§ EXERCISE AIM
With pictures left out, set down every record word for word.

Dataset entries
BEGIN
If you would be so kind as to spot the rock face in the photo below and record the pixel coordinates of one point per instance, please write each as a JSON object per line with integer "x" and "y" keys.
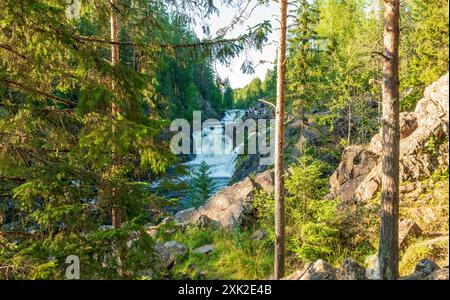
{"x": 230, "y": 207}
{"x": 351, "y": 270}
{"x": 206, "y": 249}
{"x": 407, "y": 230}
{"x": 168, "y": 252}
{"x": 422, "y": 149}
{"x": 427, "y": 269}
{"x": 318, "y": 270}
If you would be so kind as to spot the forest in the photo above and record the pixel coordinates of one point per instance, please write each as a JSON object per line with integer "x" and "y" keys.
{"x": 90, "y": 187}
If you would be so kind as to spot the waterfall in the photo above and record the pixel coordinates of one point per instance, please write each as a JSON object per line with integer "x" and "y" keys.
{"x": 216, "y": 149}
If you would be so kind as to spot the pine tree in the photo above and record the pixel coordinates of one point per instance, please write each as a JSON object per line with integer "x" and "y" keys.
{"x": 388, "y": 248}
{"x": 201, "y": 184}
{"x": 280, "y": 213}
{"x": 228, "y": 96}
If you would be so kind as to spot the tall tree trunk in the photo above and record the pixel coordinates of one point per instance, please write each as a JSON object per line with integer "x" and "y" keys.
{"x": 349, "y": 133}
{"x": 280, "y": 215}
{"x": 388, "y": 249}
{"x": 115, "y": 212}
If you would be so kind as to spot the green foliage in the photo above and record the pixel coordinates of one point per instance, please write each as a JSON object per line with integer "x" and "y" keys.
{"x": 424, "y": 47}
{"x": 236, "y": 256}
{"x": 81, "y": 137}
{"x": 201, "y": 185}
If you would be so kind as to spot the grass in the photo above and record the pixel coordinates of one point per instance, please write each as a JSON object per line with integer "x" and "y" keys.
{"x": 438, "y": 252}
{"x": 236, "y": 256}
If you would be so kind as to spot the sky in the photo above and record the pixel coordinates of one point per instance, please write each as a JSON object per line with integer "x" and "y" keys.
{"x": 268, "y": 54}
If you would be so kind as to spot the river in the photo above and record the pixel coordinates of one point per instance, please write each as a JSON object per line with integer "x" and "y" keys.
{"x": 211, "y": 145}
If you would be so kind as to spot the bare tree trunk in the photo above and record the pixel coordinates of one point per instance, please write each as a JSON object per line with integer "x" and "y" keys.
{"x": 349, "y": 133}
{"x": 280, "y": 215}
{"x": 388, "y": 249}
{"x": 115, "y": 212}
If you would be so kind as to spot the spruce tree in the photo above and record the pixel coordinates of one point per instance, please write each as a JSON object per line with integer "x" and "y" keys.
{"x": 202, "y": 185}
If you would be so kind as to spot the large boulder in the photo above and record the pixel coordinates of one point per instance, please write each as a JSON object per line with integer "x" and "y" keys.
{"x": 426, "y": 269}
{"x": 407, "y": 230}
{"x": 356, "y": 163}
{"x": 318, "y": 270}
{"x": 230, "y": 207}
{"x": 168, "y": 252}
{"x": 422, "y": 149}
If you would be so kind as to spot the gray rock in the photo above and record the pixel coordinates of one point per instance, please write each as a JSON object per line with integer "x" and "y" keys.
{"x": 359, "y": 182}
{"x": 206, "y": 249}
{"x": 205, "y": 222}
{"x": 231, "y": 207}
{"x": 351, "y": 270}
{"x": 425, "y": 267}
{"x": 441, "y": 274}
{"x": 168, "y": 252}
{"x": 318, "y": 270}
{"x": 406, "y": 231}
{"x": 260, "y": 234}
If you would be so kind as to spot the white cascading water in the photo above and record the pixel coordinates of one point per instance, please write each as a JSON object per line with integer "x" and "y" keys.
{"x": 216, "y": 149}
END
§ RESULT OF THE EXERCISE
If you would be so kind as to spot the rock face in the photo below and record the pixel coordinates of one point per instance, please write each as a JSON object per line with integer "x" and "y" keys.
{"x": 230, "y": 207}
{"x": 351, "y": 270}
{"x": 206, "y": 249}
{"x": 407, "y": 230}
{"x": 168, "y": 252}
{"x": 422, "y": 149}
{"x": 427, "y": 269}
{"x": 318, "y": 270}
If you would be so kind as to spot the forest in the photo above and record the pixel coordinates of one point per instance, please write each as a JSON object per line with integer "x" and "y" keys.
{"x": 90, "y": 187}
If you would be so kind as to spot the waterfall in the photo above and record the pixel coordinates of one point per instance, please write each as a JSON object per line with integer "x" and "y" keys.
{"x": 216, "y": 149}
If you would be so kind as to spot the pine tree in the photo above and record the pixel coordinates of one point per instance, please write each as a JSON object per line with integer "x" and "y" keys.
{"x": 388, "y": 248}
{"x": 201, "y": 184}
{"x": 280, "y": 213}
{"x": 228, "y": 96}
If you would be so kind as to spot the tall tree trunk in the photo above and record the pixel coordinates of one point per instance, please write each as a JSON object per line with integer "x" and "y" keys.
{"x": 349, "y": 133}
{"x": 280, "y": 215}
{"x": 388, "y": 249}
{"x": 115, "y": 212}
If you would be so kind as to spot the green foliage in the photo above and record the pixel coordinates of one point per instance, please write each as a JSON object per line with integer "x" and "y" keys.
{"x": 424, "y": 47}
{"x": 236, "y": 256}
{"x": 81, "y": 137}
{"x": 201, "y": 185}
If you would be so kind as to spot the grass in the photo above and record the pixel coordinates of one point per instance, please write each as a JSON object per line with integer "x" and "y" keys.
{"x": 438, "y": 252}
{"x": 236, "y": 256}
If you would be so kind as to spot the sky in the photo above and record the pixel coordinates of one point per instance, please write each as a JSON object per line with integer "x" and "y" keys.
{"x": 268, "y": 54}
If you would be so kind as to spot the river in the photo above and record the pixel coordinates of one point per instance, please write each as a JSON object per line with integer "x" and "y" keys.
{"x": 211, "y": 145}
If you would be so kind as to spot the bare tree trunk in the photo above and record the pixel coordinates of one point per instance, please write each as a JSON object per line with integer "x" and "y" keys.
{"x": 349, "y": 133}
{"x": 280, "y": 215}
{"x": 388, "y": 249}
{"x": 115, "y": 212}
If you would be so kind as to spot the spruce tree in the photo above and record the pixel coordinates of one point per instance, please write each as a JSON object per line with integer "x" and "y" keys.
{"x": 202, "y": 185}
If you would be so kind as to spot the large boulder in the photo above and record the pixel coordinates of one point per instance, please write each as a JSON object per line with integer "x" and "y" keys.
{"x": 426, "y": 269}
{"x": 407, "y": 230}
{"x": 356, "y": 163}
{"x": 318, "y": 270}
{"x": 230, "y": 207}
{"x": 168, "y": 252}
{"x": 422, "y": 149}
If you would be so kind as to spot the gray rock in the photo above and record the pixel coordinates of one point per instance, please write each as a JSON object per line with integer "x" and "y" keys.
{"x": 359, "y": 182}
{"x": 206, "y": 249}
{"x": 205, "y": 222}
{"x": 231, "y": 207}
{"x": 351, "y": 270}
{"x": 425, "y": 267}
{"x": 441, "y": 274}
{"x": 168, "y": 252}
{"x": 318, "y": 270}
{"x": 406, "y": 231}
{"x": 260, "y": 234}
If you would be so kind as to spot the white cascading water in the photo above and record the pixel coordinates of one point per instance, please write each as a JSON object per line with integer "x" and "y" keys.
{"x": 216, "y": 149}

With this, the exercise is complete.